- _Selection_
"""
TL;DR
- Bundled with the NVIDIA driver. Single binary that talks to the NVIDIA Management Library (NVML) and prints utilisation, memory, power, processes, ECC counters, NVLink status, and MIG geometry.
- Designed for interactive troubleshooting and scripting — not for time-series monitoring. For continuous metrics, use DCGM Exporter; for production telemetry, use Prometheus.
- Supports machine-readable output via `--query-gpu=...` plus `--format=csv`, making it the standard primitive for shell scripts, CI smoke tests, and ad-hoc dashboards.
- On systems with newer drivers, `nvidia-smi` is a thin wrapper that delegates the same NVML calls DCGM uses, so the two tools always agree on the underlying counters.
"""
- _Objective_
List everything the nvidia-smi summary above says the tool prints.

- _Extracted data_
"""
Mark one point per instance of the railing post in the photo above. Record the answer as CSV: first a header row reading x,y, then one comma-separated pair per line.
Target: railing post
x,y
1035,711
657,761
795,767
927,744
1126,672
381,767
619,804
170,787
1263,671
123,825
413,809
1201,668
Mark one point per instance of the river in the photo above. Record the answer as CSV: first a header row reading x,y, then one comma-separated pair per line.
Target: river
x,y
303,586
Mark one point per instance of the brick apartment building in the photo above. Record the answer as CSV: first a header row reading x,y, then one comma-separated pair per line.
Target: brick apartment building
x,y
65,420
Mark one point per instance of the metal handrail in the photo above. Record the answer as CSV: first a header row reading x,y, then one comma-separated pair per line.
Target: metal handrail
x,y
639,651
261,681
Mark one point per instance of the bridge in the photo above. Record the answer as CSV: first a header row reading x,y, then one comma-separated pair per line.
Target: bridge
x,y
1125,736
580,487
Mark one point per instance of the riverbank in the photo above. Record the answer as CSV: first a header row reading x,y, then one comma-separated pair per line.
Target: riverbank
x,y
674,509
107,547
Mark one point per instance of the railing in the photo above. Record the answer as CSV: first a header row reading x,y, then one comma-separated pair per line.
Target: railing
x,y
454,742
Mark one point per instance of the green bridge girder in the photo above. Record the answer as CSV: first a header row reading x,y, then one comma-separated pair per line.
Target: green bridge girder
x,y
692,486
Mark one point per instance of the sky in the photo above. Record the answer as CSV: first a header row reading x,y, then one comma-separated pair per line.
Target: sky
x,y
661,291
"""
- _Response to the task_
Utilization, memory, power, processes, ECC counters, NVLink status, and MIG geometry.